Locate the line that contains "In this photo, each instance of the green and". Copy it and every following line through the end of the records, exactly, and include nothing else.
Available data: Begin
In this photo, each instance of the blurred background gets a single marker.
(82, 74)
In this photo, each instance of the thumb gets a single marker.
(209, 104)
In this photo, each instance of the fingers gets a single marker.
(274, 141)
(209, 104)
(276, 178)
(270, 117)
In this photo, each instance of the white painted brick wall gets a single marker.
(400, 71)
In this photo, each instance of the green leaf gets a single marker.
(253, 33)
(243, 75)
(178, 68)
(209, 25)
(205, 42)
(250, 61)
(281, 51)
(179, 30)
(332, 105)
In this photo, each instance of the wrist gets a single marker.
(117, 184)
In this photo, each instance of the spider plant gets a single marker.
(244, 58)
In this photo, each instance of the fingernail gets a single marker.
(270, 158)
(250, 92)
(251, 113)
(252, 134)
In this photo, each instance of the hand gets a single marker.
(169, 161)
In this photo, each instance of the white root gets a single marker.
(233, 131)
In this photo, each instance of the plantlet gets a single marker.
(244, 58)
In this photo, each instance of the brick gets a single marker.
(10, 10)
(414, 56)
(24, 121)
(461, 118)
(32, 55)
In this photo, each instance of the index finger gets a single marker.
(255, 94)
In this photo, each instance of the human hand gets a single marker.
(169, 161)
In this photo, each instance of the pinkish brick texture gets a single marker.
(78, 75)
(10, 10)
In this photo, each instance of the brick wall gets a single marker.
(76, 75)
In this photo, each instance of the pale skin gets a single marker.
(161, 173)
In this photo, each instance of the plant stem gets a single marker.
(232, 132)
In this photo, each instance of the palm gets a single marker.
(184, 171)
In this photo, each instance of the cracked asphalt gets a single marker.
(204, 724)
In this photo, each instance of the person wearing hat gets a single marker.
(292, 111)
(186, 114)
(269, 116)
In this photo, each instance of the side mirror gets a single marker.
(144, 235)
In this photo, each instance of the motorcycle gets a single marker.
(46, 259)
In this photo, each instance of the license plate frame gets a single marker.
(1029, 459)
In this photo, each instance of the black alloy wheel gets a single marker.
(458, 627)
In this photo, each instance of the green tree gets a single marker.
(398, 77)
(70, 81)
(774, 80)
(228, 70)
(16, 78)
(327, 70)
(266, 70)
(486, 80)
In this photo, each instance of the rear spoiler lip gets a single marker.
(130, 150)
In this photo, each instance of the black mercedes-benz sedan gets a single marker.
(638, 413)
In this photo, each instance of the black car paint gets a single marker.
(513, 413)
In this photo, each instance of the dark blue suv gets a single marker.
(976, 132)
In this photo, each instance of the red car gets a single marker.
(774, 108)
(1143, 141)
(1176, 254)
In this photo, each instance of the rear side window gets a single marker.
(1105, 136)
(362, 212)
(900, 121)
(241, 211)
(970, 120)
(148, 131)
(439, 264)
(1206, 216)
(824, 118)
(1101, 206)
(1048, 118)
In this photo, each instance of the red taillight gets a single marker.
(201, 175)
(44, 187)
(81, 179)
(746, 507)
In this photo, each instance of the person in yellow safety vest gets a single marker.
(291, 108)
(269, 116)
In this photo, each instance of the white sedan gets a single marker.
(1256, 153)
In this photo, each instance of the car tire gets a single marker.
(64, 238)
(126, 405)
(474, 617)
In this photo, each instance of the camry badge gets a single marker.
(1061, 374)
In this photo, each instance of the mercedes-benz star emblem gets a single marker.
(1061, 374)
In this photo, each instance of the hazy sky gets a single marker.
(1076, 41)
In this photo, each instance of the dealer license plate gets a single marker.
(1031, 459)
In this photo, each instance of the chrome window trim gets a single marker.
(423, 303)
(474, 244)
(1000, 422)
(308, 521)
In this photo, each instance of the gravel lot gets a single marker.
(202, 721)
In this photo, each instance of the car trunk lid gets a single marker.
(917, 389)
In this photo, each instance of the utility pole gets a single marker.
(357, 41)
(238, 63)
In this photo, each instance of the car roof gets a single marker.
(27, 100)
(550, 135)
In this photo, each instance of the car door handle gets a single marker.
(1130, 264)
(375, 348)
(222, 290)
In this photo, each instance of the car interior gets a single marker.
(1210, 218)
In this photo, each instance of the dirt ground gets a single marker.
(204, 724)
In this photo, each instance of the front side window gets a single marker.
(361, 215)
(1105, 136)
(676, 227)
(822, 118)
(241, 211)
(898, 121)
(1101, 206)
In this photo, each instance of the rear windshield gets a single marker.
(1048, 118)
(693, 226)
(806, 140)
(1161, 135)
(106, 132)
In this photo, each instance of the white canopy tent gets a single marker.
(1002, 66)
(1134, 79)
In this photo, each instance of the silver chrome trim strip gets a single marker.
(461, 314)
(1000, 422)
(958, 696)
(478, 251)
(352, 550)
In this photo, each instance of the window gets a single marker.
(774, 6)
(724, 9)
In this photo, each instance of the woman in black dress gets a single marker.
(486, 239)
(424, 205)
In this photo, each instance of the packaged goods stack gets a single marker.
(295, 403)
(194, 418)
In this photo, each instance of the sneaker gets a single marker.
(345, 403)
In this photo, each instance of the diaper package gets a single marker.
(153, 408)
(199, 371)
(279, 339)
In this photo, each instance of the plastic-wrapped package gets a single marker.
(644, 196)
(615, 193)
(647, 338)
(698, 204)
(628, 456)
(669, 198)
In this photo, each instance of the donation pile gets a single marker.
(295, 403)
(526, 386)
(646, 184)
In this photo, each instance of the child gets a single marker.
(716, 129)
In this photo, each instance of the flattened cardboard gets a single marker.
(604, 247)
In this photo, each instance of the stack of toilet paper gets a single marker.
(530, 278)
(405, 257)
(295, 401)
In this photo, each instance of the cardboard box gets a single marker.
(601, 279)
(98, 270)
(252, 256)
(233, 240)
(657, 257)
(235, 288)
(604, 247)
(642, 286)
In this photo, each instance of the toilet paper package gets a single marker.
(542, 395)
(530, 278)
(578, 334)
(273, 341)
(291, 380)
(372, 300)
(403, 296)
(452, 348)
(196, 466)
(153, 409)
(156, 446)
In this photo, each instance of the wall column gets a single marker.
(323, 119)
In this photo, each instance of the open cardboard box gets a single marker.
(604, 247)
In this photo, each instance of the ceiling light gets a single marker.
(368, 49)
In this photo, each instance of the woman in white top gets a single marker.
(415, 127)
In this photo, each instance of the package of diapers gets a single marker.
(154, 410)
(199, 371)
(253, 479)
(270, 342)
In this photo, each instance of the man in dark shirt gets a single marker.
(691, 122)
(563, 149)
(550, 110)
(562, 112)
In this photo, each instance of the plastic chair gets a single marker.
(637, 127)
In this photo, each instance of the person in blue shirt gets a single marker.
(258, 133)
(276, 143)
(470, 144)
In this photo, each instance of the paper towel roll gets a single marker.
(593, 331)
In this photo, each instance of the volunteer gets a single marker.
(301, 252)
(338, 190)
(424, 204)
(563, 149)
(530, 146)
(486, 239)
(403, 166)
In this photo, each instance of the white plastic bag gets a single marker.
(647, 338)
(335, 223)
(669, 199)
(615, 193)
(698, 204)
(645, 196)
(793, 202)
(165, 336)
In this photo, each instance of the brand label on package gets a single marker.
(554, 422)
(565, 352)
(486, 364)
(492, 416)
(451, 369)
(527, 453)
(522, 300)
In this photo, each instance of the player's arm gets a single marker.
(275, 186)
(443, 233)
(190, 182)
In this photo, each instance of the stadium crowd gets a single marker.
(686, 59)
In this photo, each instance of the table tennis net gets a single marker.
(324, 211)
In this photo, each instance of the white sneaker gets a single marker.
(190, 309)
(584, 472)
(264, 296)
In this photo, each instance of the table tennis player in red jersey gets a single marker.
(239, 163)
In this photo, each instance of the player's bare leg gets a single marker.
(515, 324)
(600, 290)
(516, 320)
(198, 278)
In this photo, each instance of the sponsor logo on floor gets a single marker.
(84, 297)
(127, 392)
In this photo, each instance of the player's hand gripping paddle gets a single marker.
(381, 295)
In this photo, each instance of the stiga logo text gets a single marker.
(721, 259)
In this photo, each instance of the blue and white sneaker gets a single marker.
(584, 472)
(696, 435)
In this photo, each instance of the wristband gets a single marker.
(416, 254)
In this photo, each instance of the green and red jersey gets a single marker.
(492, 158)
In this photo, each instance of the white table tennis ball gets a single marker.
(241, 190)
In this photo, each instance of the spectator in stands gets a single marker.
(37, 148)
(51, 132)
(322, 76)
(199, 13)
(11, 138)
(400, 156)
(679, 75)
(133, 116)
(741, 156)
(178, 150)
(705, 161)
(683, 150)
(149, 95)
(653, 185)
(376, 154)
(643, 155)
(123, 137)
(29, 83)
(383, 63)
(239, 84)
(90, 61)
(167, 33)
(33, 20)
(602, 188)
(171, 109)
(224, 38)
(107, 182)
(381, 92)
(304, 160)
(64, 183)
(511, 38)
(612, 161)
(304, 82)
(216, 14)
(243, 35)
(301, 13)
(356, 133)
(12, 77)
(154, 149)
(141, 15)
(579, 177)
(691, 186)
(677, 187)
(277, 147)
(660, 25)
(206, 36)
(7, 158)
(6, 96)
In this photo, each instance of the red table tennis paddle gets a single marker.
Available data: End
• Output below:
In this photo, each instance of the green and red jersey gets a single marker.
(492, 158)
In this photo, each instance of the white table tennis ball gets a single marker.
(241, 190)
In this photo, each instance of the spectator in stands gets a single marker.
(37, 148)
(51, 132)
(322, 76)
(199, 13)
(11, 138)
(400, 156)
(679, 75)
(133, 116)
(741, 156)
(178, 150)
(705, 161)
(683, 150)
(149, 95)
(653, 185)
(376, 154)
(643, 155)
(123, 137)
(29, 83)
(383, 63)
(239, 84)
(90, 61)
(167, 33)
(33, 20)
(602, 188)
(171, 109)
(224, 38)
(107, 182)
(381, 92)
(304, 160)
(64, 183)
(511, 38)
(612, 161)
(304, 82)
(216, 14)
(243, 35)
(301, 13)
(356, 133)
(12, 77)
(154, 149)
(141, 15)
(579, 177)
(691, 186)
(677, 187)
(277, 147)
(660, 25)
(206, 36)
(7, 158)
(6, 96)
In this photo, each instance of the red table tennis paddle gets a single marker.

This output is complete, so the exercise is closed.